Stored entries
---+---
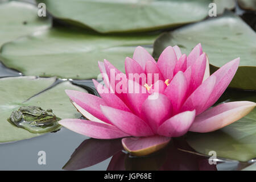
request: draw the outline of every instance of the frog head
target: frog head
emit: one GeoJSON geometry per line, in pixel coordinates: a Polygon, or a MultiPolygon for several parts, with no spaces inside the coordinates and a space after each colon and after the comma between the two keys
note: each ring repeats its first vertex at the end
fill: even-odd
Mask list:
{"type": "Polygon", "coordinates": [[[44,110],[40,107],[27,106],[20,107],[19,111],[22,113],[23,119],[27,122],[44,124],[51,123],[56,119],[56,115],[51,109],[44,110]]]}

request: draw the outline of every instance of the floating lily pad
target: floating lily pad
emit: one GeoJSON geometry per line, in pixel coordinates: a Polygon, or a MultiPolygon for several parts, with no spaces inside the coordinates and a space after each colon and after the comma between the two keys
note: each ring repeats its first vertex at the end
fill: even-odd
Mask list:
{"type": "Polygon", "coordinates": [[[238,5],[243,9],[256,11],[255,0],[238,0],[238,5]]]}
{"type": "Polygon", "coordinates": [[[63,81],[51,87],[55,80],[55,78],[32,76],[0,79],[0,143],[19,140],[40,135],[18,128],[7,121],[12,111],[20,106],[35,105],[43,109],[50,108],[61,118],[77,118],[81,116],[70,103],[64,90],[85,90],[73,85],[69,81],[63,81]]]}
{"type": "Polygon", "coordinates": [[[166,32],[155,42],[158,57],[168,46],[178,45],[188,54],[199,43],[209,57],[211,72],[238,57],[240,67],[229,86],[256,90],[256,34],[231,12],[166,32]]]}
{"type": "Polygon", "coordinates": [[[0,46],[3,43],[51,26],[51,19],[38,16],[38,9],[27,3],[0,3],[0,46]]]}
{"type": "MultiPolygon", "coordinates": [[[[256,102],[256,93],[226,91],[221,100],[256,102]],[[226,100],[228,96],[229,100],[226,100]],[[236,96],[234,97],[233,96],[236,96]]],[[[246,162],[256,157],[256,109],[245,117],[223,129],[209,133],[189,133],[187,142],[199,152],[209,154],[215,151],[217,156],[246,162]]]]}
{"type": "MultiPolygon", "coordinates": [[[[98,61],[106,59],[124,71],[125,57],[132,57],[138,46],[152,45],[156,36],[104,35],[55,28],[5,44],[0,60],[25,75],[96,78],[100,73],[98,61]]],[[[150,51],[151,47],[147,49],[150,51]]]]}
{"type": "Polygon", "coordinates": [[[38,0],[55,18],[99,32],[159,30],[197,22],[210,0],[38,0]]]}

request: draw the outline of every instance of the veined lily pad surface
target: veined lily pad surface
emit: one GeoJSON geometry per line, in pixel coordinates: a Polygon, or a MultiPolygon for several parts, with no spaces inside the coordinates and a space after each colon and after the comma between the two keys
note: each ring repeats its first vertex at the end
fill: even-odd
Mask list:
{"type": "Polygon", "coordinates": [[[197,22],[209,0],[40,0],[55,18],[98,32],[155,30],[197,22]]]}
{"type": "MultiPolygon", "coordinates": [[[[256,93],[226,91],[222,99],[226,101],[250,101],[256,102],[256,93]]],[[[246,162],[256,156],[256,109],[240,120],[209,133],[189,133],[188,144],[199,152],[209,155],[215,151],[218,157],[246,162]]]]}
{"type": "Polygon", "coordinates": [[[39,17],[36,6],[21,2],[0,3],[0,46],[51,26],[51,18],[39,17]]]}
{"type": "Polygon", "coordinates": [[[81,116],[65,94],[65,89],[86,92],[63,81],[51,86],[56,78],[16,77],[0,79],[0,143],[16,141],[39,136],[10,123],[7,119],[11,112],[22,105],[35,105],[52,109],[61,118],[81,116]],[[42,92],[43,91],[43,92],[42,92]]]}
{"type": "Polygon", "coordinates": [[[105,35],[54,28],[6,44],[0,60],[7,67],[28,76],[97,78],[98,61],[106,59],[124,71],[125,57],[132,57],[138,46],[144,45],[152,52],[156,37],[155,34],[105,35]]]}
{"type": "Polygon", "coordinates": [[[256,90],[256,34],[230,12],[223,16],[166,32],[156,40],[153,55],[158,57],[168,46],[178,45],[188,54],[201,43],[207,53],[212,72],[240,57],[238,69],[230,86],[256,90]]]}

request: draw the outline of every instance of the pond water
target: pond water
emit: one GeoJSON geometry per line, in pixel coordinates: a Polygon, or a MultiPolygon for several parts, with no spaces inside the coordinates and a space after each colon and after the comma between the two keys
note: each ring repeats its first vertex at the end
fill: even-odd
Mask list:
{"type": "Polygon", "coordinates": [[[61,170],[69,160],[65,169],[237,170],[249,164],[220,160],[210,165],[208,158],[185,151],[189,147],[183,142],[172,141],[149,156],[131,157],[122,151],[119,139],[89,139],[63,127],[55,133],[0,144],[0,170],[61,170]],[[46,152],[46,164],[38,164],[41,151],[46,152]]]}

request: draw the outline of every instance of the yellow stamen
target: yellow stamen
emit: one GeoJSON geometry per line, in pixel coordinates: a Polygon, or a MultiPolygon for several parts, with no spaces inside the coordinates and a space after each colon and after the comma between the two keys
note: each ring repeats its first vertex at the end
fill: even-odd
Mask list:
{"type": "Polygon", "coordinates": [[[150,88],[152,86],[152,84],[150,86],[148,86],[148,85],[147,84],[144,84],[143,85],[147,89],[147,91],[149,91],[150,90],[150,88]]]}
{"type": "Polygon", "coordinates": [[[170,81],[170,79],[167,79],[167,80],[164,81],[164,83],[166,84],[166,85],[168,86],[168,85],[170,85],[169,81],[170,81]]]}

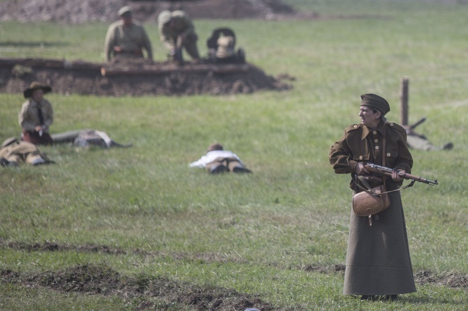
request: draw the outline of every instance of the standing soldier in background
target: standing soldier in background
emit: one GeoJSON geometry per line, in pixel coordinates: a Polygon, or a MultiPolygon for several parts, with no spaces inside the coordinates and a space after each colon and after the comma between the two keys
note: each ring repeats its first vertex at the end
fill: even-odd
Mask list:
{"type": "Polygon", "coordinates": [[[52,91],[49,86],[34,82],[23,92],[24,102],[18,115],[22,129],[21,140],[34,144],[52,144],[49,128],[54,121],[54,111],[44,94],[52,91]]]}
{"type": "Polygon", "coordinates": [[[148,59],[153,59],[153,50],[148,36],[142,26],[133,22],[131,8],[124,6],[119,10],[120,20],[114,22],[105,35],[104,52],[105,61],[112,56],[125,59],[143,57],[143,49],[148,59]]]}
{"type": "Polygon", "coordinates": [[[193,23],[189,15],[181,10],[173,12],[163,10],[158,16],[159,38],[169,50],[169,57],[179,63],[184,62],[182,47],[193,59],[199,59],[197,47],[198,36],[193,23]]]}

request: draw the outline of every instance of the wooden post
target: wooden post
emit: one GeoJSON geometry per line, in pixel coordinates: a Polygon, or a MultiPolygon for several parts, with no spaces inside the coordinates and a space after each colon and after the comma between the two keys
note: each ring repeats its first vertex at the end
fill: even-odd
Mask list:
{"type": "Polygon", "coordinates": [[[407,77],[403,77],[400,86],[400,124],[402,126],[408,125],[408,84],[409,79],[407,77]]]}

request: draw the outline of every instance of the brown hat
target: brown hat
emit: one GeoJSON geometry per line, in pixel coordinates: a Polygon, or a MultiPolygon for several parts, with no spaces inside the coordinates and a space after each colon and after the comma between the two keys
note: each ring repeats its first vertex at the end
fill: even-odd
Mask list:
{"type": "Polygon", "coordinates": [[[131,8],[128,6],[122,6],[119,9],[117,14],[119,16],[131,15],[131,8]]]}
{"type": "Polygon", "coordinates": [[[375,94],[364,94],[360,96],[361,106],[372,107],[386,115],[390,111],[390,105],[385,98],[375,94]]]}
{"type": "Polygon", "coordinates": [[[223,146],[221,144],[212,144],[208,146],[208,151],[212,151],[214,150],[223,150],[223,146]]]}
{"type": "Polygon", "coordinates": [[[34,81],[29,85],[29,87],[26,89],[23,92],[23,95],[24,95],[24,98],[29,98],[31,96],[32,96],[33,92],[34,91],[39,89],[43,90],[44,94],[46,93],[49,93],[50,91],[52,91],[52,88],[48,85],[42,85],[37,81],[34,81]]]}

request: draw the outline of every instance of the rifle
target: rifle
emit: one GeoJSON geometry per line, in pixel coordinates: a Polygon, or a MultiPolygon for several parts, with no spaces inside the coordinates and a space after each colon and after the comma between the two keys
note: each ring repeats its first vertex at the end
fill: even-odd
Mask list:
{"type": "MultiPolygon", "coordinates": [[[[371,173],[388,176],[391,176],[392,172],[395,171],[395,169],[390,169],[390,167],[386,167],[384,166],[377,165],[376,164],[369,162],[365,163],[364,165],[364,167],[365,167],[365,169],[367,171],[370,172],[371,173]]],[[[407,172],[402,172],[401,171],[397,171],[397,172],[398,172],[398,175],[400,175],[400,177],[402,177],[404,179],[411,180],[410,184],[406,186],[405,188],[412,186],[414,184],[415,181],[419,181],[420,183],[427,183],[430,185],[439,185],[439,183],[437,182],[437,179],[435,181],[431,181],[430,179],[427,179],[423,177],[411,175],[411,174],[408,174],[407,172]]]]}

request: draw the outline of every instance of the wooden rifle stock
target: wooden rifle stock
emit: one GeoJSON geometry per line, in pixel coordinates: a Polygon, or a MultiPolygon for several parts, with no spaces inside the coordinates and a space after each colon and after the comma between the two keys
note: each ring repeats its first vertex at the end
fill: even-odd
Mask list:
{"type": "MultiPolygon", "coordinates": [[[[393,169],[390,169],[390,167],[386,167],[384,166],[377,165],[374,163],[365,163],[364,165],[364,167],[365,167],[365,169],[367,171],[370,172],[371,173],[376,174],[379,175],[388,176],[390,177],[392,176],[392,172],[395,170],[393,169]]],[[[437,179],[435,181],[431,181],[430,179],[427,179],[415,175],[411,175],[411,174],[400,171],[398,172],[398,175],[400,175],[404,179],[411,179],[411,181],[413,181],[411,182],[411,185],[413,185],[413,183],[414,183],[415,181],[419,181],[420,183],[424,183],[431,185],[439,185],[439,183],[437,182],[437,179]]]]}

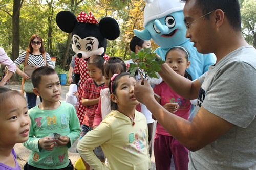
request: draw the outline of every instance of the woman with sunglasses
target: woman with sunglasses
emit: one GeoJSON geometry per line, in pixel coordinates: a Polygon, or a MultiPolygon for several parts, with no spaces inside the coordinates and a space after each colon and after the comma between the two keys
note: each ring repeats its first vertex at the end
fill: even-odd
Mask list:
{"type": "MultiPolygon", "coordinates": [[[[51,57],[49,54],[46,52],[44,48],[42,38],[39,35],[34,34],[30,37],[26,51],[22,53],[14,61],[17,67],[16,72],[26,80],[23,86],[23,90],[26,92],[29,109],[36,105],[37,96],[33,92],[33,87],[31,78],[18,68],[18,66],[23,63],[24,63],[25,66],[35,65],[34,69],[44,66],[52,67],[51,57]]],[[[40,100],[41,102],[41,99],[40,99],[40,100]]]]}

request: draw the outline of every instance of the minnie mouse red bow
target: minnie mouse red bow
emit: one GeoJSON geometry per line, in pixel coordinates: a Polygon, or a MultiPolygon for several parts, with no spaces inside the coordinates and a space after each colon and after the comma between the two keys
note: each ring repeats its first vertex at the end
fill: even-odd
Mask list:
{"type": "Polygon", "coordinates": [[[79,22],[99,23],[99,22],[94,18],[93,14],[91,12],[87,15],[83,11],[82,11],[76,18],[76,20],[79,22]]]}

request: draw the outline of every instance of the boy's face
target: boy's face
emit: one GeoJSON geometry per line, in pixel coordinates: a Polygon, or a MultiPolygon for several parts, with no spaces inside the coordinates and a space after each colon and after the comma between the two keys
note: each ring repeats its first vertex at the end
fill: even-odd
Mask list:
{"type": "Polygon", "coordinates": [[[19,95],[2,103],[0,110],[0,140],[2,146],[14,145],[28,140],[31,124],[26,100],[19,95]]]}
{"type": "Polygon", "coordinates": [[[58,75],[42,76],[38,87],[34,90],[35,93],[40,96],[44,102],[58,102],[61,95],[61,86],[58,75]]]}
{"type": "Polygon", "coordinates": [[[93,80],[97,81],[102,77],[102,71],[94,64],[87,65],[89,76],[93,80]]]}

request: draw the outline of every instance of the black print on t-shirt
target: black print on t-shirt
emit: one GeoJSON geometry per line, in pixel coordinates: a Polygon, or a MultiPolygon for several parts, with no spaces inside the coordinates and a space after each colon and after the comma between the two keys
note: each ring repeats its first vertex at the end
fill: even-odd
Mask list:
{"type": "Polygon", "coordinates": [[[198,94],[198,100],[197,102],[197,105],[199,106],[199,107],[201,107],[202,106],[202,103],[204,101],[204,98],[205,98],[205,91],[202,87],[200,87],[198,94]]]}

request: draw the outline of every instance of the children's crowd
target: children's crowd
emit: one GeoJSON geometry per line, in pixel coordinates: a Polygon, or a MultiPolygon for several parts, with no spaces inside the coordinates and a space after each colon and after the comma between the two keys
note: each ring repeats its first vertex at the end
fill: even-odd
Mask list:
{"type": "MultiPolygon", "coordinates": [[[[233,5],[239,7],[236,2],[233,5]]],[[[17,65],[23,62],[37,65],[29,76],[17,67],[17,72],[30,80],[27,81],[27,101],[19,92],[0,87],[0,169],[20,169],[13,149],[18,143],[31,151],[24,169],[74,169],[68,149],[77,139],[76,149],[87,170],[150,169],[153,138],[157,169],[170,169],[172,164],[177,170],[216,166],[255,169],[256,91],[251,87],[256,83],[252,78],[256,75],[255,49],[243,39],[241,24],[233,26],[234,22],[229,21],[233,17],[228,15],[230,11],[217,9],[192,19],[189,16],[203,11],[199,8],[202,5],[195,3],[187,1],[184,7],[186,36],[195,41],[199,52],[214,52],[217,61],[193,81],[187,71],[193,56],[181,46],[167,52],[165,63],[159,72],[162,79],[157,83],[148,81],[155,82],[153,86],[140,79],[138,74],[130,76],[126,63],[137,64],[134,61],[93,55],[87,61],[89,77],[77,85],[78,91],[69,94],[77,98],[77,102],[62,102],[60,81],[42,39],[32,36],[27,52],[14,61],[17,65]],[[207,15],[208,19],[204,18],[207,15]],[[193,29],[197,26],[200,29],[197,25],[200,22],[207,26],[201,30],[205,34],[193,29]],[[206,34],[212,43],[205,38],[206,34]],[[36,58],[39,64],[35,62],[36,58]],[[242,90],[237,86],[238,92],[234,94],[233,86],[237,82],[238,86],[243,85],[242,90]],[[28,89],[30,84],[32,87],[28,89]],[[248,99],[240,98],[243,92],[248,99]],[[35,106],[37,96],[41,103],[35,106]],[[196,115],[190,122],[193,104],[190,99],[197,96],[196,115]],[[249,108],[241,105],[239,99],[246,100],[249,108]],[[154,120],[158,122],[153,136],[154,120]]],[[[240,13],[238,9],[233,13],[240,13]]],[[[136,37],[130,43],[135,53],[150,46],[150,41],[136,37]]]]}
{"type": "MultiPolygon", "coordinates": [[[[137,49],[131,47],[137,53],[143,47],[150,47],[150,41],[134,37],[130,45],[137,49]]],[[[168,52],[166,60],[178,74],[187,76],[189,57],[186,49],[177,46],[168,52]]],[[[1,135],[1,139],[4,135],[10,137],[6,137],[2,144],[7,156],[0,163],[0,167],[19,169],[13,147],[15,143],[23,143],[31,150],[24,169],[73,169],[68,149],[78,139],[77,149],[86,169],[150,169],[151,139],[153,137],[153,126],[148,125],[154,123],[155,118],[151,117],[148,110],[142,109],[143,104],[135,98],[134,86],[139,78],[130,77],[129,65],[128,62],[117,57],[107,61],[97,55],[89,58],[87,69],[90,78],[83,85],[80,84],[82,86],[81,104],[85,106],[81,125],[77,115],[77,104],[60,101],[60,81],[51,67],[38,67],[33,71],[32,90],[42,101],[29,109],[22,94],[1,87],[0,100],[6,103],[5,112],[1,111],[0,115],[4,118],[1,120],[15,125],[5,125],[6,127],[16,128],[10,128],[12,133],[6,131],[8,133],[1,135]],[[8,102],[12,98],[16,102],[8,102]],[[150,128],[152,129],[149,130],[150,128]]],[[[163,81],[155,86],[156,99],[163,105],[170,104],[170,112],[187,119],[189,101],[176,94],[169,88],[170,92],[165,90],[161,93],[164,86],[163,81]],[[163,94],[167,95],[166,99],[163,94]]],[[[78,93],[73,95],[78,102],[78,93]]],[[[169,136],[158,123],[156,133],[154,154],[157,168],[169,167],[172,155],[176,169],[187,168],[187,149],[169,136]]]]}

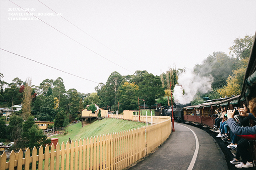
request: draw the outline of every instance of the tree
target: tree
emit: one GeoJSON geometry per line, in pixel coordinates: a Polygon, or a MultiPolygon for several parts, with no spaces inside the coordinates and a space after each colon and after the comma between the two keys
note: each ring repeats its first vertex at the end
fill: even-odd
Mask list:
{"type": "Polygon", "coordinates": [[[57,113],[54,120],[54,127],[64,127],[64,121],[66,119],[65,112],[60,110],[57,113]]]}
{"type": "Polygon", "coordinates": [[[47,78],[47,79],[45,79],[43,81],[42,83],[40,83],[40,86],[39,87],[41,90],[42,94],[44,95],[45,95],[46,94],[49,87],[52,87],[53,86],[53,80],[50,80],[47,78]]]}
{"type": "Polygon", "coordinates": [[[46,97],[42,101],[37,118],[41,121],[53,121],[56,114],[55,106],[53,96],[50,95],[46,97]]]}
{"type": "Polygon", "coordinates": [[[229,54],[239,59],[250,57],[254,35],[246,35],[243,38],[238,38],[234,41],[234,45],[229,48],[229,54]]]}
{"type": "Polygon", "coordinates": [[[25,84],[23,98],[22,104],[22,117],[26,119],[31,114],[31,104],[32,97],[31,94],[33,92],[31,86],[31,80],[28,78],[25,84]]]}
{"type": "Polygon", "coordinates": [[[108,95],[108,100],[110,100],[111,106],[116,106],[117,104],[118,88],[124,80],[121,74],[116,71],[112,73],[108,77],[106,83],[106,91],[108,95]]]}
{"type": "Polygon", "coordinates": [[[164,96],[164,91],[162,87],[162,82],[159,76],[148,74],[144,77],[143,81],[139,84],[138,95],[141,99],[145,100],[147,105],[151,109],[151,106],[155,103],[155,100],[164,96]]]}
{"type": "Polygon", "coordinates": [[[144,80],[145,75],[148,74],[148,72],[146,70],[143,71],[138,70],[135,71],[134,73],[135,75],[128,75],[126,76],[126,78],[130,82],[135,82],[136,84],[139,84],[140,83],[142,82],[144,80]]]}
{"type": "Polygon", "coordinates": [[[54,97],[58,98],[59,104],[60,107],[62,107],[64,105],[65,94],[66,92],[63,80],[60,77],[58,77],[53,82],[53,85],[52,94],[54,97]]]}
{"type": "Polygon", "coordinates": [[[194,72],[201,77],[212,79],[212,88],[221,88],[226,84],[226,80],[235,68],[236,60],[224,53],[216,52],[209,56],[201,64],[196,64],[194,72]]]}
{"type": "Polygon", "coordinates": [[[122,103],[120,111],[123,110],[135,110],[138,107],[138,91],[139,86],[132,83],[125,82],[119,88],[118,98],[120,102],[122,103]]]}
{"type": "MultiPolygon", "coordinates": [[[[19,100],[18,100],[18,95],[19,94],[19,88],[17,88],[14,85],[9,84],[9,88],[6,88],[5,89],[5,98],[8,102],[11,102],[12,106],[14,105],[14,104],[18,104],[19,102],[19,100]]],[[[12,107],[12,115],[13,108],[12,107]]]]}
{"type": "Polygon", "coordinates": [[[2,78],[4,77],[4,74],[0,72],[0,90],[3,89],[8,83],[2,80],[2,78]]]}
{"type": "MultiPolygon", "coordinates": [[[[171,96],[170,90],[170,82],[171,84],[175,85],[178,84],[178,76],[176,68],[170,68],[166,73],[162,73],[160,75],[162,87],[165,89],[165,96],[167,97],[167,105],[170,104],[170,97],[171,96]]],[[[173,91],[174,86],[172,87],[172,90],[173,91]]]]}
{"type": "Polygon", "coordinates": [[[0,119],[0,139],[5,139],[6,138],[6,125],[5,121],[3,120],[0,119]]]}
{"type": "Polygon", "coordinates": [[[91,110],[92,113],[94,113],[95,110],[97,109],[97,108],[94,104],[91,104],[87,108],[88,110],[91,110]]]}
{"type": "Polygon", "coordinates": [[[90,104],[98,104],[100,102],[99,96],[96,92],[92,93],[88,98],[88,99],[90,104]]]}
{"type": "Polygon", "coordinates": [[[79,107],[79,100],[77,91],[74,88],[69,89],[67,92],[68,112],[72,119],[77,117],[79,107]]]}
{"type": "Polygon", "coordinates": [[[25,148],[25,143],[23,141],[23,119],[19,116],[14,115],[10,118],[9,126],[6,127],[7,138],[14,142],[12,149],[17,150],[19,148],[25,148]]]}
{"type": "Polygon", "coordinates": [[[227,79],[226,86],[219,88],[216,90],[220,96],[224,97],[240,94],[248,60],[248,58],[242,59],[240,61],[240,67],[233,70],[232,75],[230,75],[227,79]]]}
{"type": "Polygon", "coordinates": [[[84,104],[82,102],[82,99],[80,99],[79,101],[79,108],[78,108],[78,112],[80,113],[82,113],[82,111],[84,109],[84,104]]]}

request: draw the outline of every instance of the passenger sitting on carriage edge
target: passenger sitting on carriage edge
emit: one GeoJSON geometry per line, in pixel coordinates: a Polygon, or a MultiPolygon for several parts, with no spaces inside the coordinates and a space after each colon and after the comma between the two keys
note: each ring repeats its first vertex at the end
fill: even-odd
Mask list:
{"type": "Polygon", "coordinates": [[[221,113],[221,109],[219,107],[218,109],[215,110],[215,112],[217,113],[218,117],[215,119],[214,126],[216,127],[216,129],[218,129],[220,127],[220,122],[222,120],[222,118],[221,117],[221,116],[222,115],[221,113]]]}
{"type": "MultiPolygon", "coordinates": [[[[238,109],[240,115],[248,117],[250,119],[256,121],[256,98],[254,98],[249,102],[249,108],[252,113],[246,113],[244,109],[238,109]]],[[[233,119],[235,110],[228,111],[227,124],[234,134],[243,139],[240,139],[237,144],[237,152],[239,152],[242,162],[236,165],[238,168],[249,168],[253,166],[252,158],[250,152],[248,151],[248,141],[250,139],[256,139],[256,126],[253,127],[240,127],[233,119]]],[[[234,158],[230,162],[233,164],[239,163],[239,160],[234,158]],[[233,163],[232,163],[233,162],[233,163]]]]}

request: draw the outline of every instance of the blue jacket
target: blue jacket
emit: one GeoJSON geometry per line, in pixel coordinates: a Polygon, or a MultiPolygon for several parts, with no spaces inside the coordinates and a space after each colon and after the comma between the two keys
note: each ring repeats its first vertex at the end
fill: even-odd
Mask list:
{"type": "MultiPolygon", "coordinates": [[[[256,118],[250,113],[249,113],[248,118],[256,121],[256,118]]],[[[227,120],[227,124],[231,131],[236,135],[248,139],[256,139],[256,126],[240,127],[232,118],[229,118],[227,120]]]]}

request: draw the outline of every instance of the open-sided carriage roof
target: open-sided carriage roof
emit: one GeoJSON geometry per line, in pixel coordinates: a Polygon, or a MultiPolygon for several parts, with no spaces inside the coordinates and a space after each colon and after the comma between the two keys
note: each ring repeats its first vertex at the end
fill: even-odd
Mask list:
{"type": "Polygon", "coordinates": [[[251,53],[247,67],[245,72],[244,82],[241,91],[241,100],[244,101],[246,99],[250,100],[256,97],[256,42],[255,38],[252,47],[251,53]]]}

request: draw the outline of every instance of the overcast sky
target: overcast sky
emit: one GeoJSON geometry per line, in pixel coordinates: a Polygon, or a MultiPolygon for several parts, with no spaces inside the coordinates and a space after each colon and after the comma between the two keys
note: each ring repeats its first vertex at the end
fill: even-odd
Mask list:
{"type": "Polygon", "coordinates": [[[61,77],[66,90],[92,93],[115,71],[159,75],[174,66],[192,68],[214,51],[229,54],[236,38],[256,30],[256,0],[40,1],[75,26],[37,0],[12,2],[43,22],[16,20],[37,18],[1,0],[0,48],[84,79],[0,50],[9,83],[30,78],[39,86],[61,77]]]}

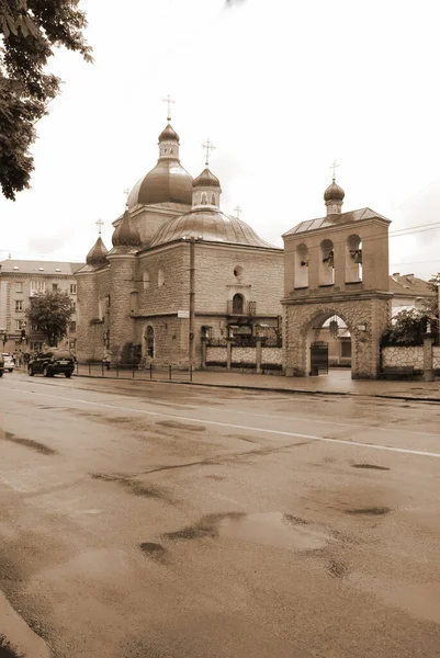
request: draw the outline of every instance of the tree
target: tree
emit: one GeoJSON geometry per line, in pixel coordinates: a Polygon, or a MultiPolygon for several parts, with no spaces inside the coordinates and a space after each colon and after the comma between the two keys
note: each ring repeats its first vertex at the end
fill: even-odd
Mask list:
---+---
* _Task prompt_
List each line in the records above that contains the string "edge", matching case exactly.

* _Worked solution_
request: draw the outline of every instance of the passenger sitting on carriage edge
target: passenger sitting on carriage edge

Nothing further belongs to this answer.